## SOURCE EXCERPT
Friday, November 30, 2018

Chicago Streetcar № 1137, Lost and Found.

The full length of Chicago Surface Lines streetcar, № 1137, can be seen. The rear of the car is in the foreground. Built in 1903 thru 1906 by the St. Louis Car Company for the Chicago Union Traction Co.. Car № 1137 was then purchased and operated by Chicago Surface Lines (CSL) – the predecessor to the Chicago Transit Authority (CTA).
The full length of Chicago Surface Lines streetcar, № 1137, can be seen. The rear of the car is in the foreground. 
Car № 1137 was disposed of by Chicago Surface Lines in April 1946. There was a housing shortage at the time, and people were actually living in old streetcars. Some were bought by GI's, returning from World War II. All the undergear would have been removed for salvage as scrap.

It was found at a residence in Weyauwega, which is located in the middle of Wisconsin, sided with wood.
Sharon Krapil says there were long-held rumors a train car was behind the walls of the wooden structure in her back yard.
"We certainly hope that this newly discovered Chicago streetcar can be preserved. It would be a real shame if it has survived for more than a century, just to be reduced to kindling now" says Bill and Sharon Krapil, the new property owners.

Amanda Husberg and her family, which included siblings Bob and William, lived in the trolley car in Weyauwega from 1946 to 1948. There was a double bed on one side for her parents, a bunk bed for her and her brother Bob and then a crib for her brother William who was born in 1947. There were also a cardboard wardrobe and upright piano in it for Amanda who began taking piano lessons at the age five.

Husberg’s parents sold the trolley car in 1948, when they moved to Chicago.

The Illinois Railway Museum in Union, Illinois has two cars that are restored and in operation today.


Construction crews began to carefully peel away the exterior of the home, as there were suspicions about what was actually behind them.
The rear of the trolley car was converted into a kitchen, closet and back porch. Here the three-fold doors are seen on the trolley’s right, rear side.
Not much of the original markings are seen on the trolley. Here, stencils rail experts date to the 1930s or 40s, warn riders to not get on or off moving cars.

## TASK DETAILS
Repeat word for word the part of the streetcar article from "Chicago Streetcar №" down to "Transit Authority (CTA).".

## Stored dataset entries
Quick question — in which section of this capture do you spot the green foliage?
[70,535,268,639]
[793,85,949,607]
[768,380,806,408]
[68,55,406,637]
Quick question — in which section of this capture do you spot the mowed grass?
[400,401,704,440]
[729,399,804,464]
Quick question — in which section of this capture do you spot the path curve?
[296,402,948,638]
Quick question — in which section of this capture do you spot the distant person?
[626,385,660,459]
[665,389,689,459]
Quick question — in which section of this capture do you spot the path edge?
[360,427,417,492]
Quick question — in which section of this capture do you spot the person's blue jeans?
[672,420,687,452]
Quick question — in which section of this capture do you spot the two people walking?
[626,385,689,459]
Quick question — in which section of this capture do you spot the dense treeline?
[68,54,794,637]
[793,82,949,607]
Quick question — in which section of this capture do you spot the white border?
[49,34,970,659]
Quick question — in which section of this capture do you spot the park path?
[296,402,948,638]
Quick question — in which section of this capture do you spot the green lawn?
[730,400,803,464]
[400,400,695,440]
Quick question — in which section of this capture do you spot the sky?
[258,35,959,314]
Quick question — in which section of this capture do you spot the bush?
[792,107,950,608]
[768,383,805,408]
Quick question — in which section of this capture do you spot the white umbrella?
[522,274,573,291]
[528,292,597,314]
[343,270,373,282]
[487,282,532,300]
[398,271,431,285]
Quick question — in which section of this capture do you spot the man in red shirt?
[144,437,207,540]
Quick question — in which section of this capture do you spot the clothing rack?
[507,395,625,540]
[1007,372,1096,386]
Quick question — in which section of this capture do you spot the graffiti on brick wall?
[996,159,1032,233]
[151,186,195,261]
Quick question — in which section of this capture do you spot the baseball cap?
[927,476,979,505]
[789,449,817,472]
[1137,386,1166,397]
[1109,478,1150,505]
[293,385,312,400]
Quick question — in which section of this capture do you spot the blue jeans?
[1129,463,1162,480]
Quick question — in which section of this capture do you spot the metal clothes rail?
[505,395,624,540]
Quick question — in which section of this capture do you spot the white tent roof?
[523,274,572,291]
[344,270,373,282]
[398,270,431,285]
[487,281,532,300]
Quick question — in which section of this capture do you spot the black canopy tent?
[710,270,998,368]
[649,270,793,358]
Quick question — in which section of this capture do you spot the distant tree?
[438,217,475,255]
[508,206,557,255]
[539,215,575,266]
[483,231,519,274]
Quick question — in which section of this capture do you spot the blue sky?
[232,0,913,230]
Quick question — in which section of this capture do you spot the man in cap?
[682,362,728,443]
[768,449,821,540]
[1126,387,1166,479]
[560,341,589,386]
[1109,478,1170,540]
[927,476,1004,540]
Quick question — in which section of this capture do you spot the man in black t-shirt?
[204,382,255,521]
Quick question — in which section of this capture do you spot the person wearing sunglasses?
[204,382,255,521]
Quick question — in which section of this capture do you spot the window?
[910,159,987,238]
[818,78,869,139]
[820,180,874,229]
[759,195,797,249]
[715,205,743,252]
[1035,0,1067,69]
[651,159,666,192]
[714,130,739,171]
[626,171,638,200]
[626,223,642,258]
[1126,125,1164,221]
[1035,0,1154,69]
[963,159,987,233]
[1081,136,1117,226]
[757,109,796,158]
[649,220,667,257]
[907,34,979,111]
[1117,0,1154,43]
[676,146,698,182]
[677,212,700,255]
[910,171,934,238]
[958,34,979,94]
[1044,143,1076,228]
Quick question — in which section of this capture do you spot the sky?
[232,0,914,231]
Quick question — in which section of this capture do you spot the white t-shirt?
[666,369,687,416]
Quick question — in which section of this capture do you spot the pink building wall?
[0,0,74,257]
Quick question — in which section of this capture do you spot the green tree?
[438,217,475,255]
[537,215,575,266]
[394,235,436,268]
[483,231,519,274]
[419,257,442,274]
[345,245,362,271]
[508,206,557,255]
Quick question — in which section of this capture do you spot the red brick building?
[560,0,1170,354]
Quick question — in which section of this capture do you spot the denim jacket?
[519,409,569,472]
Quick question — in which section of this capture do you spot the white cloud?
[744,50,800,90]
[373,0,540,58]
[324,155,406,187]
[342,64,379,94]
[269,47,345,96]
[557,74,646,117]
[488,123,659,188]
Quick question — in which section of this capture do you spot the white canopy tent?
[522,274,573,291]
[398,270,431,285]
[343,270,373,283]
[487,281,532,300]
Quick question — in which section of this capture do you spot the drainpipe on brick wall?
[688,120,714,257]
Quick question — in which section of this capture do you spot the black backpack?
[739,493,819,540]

## SOLUTION TO THIS EXERCISE
Chicago Streetcar № 1137, Lost and Found.

The full length of Chicago Surface Lines streetcar, № 1137, can be seen. The rear of the car is in the foreground. Built in 1903 thru 1906 by the St. Louis Car Company for the Chicago Union Traction Co.. Car № 1137 was then purchased and operated by Chicago Surface Lines (CSL) – the predecessor to the Chicago Transit Authority (CTA).